* **Data records**
++++++

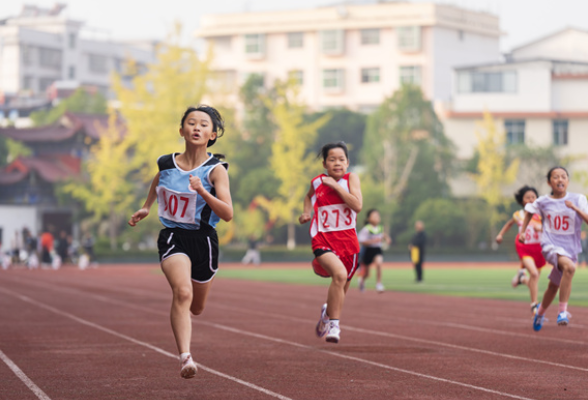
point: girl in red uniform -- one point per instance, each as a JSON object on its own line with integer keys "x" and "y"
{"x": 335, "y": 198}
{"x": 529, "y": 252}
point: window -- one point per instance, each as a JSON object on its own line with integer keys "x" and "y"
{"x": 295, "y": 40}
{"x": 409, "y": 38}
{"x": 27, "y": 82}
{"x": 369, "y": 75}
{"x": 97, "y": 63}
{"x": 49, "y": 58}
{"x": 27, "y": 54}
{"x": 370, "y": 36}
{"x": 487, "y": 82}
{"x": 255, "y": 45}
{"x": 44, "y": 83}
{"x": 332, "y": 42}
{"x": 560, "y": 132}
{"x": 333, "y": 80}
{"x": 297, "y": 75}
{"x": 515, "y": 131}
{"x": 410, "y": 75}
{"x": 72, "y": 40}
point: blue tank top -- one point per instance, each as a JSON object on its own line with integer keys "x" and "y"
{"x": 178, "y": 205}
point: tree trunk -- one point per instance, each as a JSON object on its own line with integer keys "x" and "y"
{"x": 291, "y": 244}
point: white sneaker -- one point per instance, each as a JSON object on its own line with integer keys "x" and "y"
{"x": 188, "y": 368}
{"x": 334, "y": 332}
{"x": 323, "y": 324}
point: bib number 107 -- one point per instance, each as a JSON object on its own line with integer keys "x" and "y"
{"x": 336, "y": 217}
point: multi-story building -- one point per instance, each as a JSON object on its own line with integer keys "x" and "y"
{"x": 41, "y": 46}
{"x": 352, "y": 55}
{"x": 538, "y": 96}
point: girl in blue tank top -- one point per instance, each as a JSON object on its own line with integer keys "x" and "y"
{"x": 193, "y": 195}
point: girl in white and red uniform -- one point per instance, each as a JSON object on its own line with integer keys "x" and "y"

++++++

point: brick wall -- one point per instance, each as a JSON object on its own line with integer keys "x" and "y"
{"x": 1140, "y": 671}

++++++

* **What is required**
What you return must be the lines above that run from the line with "point: girl in blue" to the line with "point: girl in white", inclusive, each copied exactly.

* **Solution below**
point: girl in blue tank top -- one point per instance, each as a JSON object on its own line with integer keys "x" and "y"
{"x": 193, "y": 195}
point: girl in white and red uniform -- one point per instance, each as a JSON object on its own line with integer keys "x" and "y"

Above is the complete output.